# Текст

________

Под влиянием его труда историки и исследователи общества (главным образом европейские) по-новому взглянули на литературные произведения, полицейские протоколы, стенограммы инквизиционных процессов, живопись и прочие артефакты, помогающие отыскать ключ не только к материальным обстоятельствам жизни людей, но и к тому, как они мыслили. Роман Рабле содержал свидетельства об альтернативном социальном порядке, который, как доказывает Бахтин, действительно существовал в эпоху Позднего Средневековья и Ренессанса и конкурировал за институциональное и культурное господство в городах и деревнях, в поместьях и в армиях.

________

# Раздел данных

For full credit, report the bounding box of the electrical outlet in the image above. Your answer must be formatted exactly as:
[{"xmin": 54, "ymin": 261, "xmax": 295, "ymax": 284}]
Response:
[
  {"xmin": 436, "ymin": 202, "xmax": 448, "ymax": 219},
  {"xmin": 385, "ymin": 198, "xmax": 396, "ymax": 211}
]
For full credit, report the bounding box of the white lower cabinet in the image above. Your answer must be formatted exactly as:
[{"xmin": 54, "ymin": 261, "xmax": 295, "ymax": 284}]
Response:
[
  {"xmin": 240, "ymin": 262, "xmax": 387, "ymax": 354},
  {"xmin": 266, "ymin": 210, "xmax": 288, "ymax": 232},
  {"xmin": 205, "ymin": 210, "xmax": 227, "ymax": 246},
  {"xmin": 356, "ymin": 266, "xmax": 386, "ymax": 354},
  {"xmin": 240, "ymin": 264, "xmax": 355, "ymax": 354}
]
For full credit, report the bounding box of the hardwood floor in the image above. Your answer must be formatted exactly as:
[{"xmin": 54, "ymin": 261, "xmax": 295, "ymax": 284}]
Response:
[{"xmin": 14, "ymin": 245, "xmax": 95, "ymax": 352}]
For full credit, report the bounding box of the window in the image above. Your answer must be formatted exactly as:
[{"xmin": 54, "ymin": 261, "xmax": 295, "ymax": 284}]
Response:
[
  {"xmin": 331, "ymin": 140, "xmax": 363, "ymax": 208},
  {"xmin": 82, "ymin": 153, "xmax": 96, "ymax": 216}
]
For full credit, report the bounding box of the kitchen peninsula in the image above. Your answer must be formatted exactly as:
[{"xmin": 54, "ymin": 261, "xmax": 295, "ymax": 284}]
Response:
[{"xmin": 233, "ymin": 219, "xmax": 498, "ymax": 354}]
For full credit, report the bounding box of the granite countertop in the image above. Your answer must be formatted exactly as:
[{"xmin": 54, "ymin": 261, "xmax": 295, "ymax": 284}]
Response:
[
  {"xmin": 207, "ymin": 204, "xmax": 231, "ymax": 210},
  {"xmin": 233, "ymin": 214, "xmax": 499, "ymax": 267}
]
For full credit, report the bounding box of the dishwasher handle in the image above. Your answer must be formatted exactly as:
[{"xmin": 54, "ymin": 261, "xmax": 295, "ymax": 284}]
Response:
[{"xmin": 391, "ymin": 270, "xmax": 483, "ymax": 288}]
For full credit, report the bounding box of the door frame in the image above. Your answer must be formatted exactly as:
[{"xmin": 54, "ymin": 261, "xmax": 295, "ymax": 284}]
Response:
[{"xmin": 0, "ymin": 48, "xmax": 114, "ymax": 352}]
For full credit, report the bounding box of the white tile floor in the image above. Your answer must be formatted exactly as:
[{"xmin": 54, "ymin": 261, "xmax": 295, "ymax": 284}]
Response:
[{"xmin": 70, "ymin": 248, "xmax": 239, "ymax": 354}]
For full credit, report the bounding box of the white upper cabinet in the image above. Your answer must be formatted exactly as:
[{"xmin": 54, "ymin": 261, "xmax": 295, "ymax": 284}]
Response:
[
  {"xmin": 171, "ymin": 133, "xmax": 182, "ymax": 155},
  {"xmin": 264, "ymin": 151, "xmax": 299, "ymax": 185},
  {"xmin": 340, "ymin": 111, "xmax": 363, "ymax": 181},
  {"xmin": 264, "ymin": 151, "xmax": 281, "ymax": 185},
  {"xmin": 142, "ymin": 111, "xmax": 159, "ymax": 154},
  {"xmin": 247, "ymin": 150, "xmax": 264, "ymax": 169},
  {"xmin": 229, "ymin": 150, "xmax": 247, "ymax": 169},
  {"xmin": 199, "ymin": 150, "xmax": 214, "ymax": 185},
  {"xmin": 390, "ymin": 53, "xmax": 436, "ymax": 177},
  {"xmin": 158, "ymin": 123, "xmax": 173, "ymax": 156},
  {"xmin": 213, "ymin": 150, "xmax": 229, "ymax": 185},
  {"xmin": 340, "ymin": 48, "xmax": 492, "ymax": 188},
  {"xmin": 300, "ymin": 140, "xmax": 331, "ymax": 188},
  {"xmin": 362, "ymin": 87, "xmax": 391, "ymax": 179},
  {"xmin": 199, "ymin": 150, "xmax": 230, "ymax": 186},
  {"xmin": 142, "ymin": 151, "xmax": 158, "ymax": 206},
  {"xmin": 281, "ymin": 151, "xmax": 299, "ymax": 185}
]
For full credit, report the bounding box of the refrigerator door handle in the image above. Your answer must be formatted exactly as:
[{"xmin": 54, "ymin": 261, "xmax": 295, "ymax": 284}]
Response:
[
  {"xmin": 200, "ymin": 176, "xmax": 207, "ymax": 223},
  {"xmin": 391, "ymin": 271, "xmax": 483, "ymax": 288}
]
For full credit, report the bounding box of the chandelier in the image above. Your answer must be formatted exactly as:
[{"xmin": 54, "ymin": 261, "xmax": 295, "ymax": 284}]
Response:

________

# Инструкции к работе
1. Перепишите дословно часть текста о Бахтине и Рабле: начните со слов «Под влиянием его» и остановитесь после слов «и в армиях.».
2. Продолжите текст о Бахтине и Рабле после его последнего предложения.

# Ответы к заданиям
1.
Под влиянием его труда историки и исследователи общества (главным образом европейские) по-новому взглянули на литературные произведения, полицейские протоколы, стенограммы инквизиционных процессов, живопись и прочие артефакты, помогающие отыскать ключ не только к материальным обстоятельствам жизни людей, но и к тому, как они мыслили. Роман Рабле содержал свидетельства об альтернативном социальном порядке, который, как доказывает Бахтин, действительно существовал в эпоху Позднего Средневековья и Ренессанса и конкурировал за институциональное и культурное господство в городах и деревнях, в поместьях и в армиях.

2.
С точки зрения Бахтина, культура — это одновременно и средство создания социальных отношений, способных стать вызовом властным авторитетам и иерархии, и средство предвидения некоего альтернативного порядка. Таким образом, средневековый карнавал собирал людей на совместную потеху, а также, что существенно, позволял им бросить вызов власть имущим, одновременно представляя собой неиерархическое общество, которое участники карнавала действительно могли создать в его рамках. Вот почему, по утверждению Бахтина, «карнавал <…> не знает рампы» (Bakhtin, 1968, р. 7; Бахтин, 1990, с. 12). Мощь карнавала состояла не в том, что он был фантастическим представлением, на которое можно было бы поглазеть, или сатирой, которой можно было бы развлечься. Скорее, правдоподобной альтернативой было то, что создание реальности карнавала находилось во власти его участников.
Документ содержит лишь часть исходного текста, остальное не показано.